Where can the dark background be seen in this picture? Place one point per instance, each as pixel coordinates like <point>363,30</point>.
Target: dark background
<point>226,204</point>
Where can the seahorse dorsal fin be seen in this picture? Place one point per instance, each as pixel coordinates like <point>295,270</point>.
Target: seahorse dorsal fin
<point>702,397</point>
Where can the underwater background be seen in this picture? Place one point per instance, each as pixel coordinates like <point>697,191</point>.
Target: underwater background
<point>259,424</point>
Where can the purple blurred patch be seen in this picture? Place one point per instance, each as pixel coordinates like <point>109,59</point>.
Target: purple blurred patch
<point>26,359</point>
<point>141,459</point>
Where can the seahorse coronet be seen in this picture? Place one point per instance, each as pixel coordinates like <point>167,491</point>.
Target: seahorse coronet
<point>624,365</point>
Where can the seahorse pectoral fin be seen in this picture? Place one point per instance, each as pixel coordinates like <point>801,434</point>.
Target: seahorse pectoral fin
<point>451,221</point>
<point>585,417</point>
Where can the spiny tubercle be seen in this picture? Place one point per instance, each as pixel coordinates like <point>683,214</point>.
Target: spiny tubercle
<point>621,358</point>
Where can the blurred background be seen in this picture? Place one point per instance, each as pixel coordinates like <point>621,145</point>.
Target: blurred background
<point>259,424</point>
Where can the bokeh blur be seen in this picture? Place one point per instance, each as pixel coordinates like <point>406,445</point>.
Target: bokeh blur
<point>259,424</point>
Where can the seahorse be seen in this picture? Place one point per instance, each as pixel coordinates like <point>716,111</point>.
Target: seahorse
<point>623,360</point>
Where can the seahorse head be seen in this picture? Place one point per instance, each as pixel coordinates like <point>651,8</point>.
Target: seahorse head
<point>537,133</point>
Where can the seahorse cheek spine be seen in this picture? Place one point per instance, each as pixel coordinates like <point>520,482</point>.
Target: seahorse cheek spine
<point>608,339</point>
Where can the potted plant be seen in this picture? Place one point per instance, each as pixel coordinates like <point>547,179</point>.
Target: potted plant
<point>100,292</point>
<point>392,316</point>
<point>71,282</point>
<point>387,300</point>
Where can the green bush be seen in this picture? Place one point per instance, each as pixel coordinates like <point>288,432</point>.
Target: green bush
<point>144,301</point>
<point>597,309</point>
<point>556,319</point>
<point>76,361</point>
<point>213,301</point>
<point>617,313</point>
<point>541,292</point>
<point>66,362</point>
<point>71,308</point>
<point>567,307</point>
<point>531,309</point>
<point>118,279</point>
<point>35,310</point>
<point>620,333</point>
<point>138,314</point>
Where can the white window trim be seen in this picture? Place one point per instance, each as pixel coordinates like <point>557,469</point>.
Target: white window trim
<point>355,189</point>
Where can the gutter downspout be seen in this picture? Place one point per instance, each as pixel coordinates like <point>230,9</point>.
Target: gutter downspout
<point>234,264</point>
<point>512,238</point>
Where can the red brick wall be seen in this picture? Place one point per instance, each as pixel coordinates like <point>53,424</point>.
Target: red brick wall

→ **Task details**:
Everything from the first line of the material through the line containing "Where can the underwater" is to be printed exactly; lines after that are to be left out.

→ **Answer space**:
Where can the dark background be seen in this picture? Place one point per instance, each as pixel coordinates like <point>363,30</point>.
Target: dark background
<point>226,204</point>
Where can the seahorse dorsal fin be seen in this picture? Place one point per instance, each as pixel coordinates like <point>295,270</point>.
Target: seahorse dorsal fin
<point>702,397</point>
Where can the underwater background be seen in this picture? Place one point per instance, each as pixel coordinates like <point>697,191</point>.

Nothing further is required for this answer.